__Extracted data__:
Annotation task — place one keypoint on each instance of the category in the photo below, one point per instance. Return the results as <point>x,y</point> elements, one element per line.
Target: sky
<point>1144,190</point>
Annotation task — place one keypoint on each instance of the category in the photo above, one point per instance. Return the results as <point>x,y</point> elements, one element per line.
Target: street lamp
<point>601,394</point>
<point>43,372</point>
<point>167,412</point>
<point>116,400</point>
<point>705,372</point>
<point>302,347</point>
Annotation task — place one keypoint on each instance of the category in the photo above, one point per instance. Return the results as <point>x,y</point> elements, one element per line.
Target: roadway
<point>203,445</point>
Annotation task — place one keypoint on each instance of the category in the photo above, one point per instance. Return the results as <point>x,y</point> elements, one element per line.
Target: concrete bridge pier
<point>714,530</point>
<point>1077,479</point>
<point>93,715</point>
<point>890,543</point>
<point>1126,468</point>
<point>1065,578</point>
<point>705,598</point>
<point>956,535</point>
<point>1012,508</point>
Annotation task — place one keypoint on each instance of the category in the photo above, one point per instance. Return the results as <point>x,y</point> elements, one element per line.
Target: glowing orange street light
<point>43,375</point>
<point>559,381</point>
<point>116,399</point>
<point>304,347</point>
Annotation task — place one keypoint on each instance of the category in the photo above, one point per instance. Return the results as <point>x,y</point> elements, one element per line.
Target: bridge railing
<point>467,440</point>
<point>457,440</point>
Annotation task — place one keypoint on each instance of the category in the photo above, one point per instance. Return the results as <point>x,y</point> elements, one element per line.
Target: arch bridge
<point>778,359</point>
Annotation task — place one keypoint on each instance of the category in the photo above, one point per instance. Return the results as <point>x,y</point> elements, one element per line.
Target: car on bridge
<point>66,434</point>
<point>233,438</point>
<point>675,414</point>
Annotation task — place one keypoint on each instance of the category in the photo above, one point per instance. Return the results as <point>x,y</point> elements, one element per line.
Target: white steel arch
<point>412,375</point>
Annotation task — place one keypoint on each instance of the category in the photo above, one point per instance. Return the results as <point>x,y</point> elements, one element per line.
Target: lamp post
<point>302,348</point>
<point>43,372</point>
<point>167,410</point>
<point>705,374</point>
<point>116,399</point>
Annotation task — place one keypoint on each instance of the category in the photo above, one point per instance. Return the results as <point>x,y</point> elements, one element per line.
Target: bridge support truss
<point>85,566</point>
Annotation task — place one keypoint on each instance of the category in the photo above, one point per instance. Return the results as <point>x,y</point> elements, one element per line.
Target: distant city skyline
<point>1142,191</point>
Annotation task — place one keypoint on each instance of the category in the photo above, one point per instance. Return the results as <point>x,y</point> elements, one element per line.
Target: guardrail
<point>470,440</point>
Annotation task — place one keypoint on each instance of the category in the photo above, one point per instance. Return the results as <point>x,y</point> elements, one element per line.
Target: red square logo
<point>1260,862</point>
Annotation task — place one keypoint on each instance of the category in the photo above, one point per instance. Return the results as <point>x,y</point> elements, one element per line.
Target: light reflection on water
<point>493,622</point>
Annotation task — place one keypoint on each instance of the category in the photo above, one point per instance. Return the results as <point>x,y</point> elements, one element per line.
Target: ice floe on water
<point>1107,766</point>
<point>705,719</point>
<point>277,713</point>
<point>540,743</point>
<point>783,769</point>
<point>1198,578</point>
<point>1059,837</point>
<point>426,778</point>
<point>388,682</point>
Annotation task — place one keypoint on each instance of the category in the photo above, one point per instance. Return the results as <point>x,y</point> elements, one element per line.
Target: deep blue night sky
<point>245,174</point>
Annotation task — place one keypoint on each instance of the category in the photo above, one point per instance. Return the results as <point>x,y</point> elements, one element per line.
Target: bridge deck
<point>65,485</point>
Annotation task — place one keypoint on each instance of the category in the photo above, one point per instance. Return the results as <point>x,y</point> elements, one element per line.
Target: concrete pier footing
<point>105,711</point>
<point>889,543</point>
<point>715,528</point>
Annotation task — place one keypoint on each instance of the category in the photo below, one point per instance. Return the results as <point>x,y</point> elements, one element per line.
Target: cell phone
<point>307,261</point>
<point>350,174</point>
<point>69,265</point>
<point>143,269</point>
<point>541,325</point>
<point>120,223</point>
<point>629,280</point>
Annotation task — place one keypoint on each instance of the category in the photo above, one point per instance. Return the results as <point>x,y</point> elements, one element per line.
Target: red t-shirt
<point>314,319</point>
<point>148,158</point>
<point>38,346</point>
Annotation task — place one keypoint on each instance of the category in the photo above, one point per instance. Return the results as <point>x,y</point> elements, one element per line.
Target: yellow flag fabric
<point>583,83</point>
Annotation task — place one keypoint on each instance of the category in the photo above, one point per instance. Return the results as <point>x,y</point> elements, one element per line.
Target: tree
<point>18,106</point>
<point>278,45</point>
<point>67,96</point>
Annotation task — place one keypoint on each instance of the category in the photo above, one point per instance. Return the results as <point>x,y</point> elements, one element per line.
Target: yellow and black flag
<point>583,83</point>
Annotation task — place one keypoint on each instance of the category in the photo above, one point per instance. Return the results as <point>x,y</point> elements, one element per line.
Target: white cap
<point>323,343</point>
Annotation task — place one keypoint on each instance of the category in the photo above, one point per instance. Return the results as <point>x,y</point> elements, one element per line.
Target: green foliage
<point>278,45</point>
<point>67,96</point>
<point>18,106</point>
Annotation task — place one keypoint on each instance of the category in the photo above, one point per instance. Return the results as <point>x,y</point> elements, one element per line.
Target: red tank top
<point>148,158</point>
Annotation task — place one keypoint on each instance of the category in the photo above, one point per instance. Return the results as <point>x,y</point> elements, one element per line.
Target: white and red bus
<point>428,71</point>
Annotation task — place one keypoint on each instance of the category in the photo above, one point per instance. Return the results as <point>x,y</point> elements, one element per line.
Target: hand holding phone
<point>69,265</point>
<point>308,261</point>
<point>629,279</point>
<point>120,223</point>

--

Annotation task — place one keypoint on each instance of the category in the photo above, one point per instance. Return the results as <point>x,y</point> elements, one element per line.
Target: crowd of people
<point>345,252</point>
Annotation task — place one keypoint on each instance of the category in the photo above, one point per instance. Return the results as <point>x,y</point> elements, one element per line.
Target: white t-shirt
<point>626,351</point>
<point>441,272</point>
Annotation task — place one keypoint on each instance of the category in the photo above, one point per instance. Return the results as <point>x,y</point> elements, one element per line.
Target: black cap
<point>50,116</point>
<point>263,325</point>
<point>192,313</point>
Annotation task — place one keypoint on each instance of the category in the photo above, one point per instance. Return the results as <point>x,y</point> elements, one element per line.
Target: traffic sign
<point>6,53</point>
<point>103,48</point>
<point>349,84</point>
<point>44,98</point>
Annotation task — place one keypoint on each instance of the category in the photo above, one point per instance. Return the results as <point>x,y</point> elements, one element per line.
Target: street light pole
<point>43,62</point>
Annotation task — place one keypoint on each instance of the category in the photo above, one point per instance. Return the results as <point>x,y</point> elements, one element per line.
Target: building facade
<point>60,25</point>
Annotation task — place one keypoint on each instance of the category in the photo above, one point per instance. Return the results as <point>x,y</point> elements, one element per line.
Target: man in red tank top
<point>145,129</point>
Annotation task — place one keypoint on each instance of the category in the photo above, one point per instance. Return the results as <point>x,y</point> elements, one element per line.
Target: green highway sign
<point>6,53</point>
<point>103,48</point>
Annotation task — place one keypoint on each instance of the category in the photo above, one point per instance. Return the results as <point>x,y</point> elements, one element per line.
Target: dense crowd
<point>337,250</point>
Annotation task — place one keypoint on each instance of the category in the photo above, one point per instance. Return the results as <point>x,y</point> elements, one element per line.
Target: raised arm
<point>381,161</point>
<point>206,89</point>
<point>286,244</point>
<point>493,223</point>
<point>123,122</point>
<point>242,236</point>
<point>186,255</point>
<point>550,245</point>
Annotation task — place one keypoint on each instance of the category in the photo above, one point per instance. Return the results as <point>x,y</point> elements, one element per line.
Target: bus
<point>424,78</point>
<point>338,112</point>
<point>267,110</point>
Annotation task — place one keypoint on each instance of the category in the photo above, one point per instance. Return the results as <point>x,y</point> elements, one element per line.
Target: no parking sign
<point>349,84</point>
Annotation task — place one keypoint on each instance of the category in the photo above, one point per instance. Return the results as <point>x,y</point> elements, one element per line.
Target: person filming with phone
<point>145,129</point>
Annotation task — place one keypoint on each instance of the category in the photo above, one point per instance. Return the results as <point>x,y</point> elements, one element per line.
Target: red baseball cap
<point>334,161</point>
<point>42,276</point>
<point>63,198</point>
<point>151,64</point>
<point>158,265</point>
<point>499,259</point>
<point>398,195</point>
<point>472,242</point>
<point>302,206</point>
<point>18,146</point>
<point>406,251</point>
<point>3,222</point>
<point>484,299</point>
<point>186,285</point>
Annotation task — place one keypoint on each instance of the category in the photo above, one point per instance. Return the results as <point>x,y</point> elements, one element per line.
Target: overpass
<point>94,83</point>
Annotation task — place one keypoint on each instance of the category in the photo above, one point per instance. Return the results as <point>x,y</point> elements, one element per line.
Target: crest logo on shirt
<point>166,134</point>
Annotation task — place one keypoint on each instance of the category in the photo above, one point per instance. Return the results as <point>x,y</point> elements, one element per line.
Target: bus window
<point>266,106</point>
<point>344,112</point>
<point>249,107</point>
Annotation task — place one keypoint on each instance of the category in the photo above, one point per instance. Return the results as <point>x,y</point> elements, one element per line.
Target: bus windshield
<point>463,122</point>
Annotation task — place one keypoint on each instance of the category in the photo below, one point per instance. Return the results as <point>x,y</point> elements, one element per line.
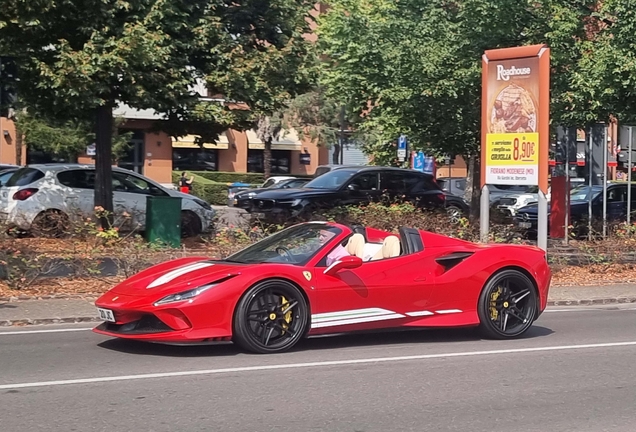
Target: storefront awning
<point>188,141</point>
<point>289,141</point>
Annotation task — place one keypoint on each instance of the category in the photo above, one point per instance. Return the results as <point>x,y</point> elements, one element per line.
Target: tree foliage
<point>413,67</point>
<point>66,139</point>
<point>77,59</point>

__Task objective__:
State how many lines in the records above contain the word "street". Give only the number.

__Response for this exercise__:
3